Texte à lire:
Les maires de France

Ce mardi 20 novembre 2018, s’est ouvert le congrès annuel des maires de France. A entendre certains le climat est morose et de nombreux reproches sont adressés au pouvoir central. Ils ont le sentiments d’être méprisés. La décentralisation ne serait-elle pas en train de montrer ses limites ?

Dans une interview récente, André Laignel, premier vice-président PS de l’association des maires de France a des propos très durs envers le président de la République. Il regrette que celui-ci boude leur congrès et préfère en recevoir certains à l’Élysée plutôt que de venir les rencontrer. Il faut dire que l’an passé, il avait été copieusement sifflé ce qui doit, cette année, le refroidir. Et il va plus loin dans ses propos en disant qu’il s’agit là d’une bien mauvaise manière faite à des élus locaux considérés comme trop nombreux, dépensiers, inefficaces et même clientélistes. Soulignant que le président est l’auteur d’une véritable injure à leur égard, il souligne qu’un maire sur deux ne souhaite pas se représenter aux municipales de 2020. Parlant toujours aux nom des édiles locaux, il va même jusqu’à affirmer que 90% d’entre eux sont des bénévoles. Ceci n’est pas tout à fait exact quand on sait le montant des indemnités qui leur sont octroyées.

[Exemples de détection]

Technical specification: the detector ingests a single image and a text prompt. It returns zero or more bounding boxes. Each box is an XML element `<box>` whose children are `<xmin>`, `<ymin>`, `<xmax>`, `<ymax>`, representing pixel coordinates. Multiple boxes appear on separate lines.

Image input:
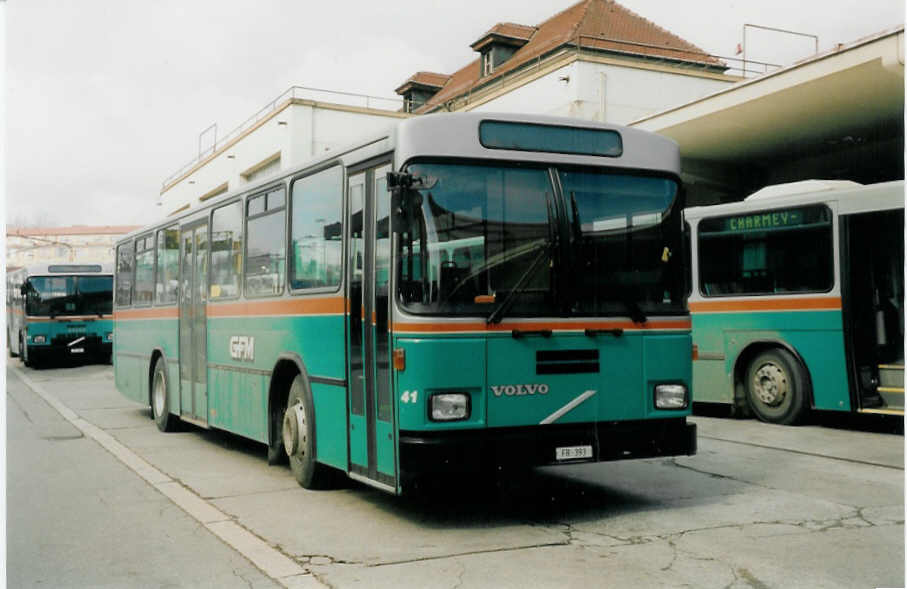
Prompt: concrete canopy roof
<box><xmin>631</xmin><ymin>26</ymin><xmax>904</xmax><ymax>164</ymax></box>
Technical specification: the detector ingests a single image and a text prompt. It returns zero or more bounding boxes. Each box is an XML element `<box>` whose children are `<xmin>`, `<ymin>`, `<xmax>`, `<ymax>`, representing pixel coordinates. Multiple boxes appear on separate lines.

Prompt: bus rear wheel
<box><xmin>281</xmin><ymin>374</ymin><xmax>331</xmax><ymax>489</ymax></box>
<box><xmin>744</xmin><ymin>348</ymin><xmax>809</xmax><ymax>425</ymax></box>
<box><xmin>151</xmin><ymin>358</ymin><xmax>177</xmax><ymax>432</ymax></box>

Consignes:
1 – Pouvez-vous mettre à jour les entrées de détection en remplaçant "detector" par "localizer" partout, sans rien modifier d'autre, et en laissant les images de côté ?
2 – Comment prolongeriez-vous le texte sur le congrès des maires de France à partir de sa dernière phrase ?

Corrigés:
1 –
Technical specification: the localizer ingests a single image and a text prompt. It returns zero or more bounding boxes. Each box is an XML element `<box>` whose children are `<xmin>`, `<ymin>`, `<xmax>`, `<ymax>`, representing pixel coordinates. Multiple boxes appear on separate lines.

Image input:
Prompt: concrete canopy roof
<box><xmin>631</xmin><ymin>26</ymin><xmax>904</xmax><ymax>164</ymax></box>
Technical specification: the localizer ingests a single image and a text prompt. It returns zero or more bounding boxes. Each box is an XML element `<box>` whose children are `<xmin>`, `<ymin>`, `<xmax>`, `<ymax>`, representing pixel coordinates. Multiple boxes appear on separate lines.

Prompt: bus rear wheel
<box><xmin>281</xmin><ymin>374</ymin><xmax>331</xmax><ymax>489</ymax></box>
<box><xmin>744</xmin><ymin>348</ymin><xmax>809</xmax><ymax>425</ymax></box>
<box><xmin>151</xmin><ymin>358</ymin><xmax>177</xmax><ymax>432</ymax></box>

2 –
Cependant la guerre est déclarée ! N’y aurait-il dans ce contexte, une remise en cause de la décentralisation ? Tandis que d’un côté les maires évoquent les exigences de leur concitoyens, (souvent légitimes disent-ils) mais auxquelles ils ne sont plus capables de répondre, de l’autre côté, le pouvoir en place, dit haut et fort que les taxes de toutes natures et les impôts ne cessent d’augmenter et qu’il convient de remédier à cet état de fait. Sans le dire ouvertement le gouvernement dans sa logique désigne comme responsable de cette progression plus rapide que l’inflation, les élus locaux. Le premier ministre vient de le dire dimanche dernier, il faut que les impôts diminuent. C’est sans doute pour cette raison que l’exécutif est entré dans une procédure de suppression de la taxe d’habitation. D’ailleurs depuis bien longtemps tout le monde s’accorde à dire que cette taxe doit pour le moins être réformée parce qu’elle est injuste. Injuste car il est difficile d’expliquer pourquoi dans un pays si soucieux d’égalité, la pression fiscale n’est pas la même pour tous. Une trop grande liberté a été laissée aux élus locaux selon ce même souci d’égalité. Il est difficile de comprendre pourquoi il leur a été donné la possibilité de fixer eux-mêmes ces taux. Pour éviter ces différences, n’aurait-il pas été plus juste de confier ce rôle au pouvoir central et à lui seul ?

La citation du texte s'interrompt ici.